Description of the task:
Filter the lines below, keeping only those that contain the string "holding". Copy each matching line in full.

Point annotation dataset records

::::

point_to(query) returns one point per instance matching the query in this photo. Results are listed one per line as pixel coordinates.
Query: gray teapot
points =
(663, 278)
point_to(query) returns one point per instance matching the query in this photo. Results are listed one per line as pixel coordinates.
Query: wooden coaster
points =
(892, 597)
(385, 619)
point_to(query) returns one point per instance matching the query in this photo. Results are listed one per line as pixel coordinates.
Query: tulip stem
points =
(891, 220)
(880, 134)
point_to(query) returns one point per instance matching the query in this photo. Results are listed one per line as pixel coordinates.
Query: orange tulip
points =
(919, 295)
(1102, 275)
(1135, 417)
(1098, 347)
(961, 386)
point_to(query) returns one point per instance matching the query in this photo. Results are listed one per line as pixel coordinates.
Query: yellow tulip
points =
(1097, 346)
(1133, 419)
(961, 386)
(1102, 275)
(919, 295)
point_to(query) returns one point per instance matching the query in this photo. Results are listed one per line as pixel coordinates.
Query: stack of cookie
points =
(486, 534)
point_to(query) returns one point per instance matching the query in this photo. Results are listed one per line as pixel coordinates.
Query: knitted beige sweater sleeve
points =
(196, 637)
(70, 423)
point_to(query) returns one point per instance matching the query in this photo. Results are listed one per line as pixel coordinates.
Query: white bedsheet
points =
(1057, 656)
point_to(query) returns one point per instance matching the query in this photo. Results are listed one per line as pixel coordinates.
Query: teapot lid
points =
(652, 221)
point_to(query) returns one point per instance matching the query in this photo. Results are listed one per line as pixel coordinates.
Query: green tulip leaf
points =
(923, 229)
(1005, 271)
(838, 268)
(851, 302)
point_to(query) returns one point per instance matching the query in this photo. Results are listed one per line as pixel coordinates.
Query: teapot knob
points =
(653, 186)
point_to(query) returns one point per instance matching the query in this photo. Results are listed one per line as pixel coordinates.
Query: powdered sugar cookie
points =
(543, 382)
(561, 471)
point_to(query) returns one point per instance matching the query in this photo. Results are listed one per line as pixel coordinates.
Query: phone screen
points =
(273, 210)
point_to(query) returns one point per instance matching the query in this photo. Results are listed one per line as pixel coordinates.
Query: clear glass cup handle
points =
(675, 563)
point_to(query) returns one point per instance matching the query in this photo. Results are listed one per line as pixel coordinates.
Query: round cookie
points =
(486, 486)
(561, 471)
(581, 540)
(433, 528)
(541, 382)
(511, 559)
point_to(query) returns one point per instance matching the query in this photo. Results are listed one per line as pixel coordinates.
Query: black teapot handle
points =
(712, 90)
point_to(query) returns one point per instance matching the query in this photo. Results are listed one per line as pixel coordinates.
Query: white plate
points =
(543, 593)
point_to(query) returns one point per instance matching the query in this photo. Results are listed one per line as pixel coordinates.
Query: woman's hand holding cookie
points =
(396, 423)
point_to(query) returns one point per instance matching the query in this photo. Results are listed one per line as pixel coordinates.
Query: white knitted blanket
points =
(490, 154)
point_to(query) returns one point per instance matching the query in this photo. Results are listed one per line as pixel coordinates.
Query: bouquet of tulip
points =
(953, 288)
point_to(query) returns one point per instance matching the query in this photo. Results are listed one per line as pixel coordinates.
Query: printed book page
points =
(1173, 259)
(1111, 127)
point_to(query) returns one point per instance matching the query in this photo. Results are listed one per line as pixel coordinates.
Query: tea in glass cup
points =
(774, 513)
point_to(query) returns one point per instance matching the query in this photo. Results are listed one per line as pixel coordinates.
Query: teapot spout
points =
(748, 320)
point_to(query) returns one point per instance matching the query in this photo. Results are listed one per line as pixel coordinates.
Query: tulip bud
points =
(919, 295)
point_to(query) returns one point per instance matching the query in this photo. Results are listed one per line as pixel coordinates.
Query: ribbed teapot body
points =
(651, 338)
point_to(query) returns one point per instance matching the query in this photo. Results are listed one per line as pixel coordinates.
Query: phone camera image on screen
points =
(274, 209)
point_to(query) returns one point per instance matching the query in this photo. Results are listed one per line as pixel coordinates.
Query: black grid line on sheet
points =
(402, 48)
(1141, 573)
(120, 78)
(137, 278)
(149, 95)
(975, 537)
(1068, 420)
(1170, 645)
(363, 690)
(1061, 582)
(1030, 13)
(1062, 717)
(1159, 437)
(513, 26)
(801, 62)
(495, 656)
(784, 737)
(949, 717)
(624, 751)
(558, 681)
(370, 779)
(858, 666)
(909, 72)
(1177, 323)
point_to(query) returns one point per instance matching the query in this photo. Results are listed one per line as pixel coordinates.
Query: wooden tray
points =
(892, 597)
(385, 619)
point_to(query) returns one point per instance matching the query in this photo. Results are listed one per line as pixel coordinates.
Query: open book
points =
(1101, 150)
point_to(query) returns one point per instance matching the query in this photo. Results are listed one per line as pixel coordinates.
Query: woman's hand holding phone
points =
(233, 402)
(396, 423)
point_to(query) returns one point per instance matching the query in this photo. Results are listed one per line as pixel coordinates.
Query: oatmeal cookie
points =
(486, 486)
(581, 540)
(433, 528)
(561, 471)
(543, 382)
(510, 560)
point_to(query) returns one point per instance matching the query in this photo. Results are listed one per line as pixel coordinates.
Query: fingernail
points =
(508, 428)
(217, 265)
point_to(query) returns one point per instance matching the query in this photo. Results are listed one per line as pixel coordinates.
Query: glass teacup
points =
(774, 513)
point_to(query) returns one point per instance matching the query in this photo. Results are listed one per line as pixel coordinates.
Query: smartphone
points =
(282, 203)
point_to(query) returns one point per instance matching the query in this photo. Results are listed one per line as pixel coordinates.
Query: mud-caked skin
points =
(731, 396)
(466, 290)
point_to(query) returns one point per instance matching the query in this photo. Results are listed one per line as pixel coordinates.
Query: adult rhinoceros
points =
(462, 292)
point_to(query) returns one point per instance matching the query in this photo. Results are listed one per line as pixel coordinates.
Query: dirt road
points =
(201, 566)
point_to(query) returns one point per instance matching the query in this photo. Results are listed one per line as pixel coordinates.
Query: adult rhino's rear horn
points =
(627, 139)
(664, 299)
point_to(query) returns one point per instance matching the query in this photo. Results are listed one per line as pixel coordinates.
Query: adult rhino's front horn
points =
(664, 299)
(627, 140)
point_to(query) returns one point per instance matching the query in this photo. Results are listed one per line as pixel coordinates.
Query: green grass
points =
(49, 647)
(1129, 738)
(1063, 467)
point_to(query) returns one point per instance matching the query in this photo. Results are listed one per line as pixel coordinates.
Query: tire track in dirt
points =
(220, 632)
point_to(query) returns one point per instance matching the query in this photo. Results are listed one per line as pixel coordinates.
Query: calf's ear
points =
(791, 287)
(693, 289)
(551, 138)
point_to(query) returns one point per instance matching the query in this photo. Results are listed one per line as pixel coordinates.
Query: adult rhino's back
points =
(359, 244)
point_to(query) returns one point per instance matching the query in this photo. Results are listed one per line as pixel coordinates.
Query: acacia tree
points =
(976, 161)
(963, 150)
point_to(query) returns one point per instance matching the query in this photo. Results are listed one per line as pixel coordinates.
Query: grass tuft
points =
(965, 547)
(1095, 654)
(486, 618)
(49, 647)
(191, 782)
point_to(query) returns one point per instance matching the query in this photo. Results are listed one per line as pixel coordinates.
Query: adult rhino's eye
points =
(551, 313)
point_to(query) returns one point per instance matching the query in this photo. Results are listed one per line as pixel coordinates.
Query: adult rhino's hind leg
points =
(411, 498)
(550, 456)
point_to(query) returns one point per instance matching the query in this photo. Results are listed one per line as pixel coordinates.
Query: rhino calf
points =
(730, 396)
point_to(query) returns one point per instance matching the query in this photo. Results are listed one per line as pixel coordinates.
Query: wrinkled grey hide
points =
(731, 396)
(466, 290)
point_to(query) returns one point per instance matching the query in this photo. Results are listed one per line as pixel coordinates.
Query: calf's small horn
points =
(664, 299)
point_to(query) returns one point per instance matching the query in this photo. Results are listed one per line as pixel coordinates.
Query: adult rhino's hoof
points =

::::

Answer to this problem:
Query: woman's hand holding cookie
Query: woman's hand holding phone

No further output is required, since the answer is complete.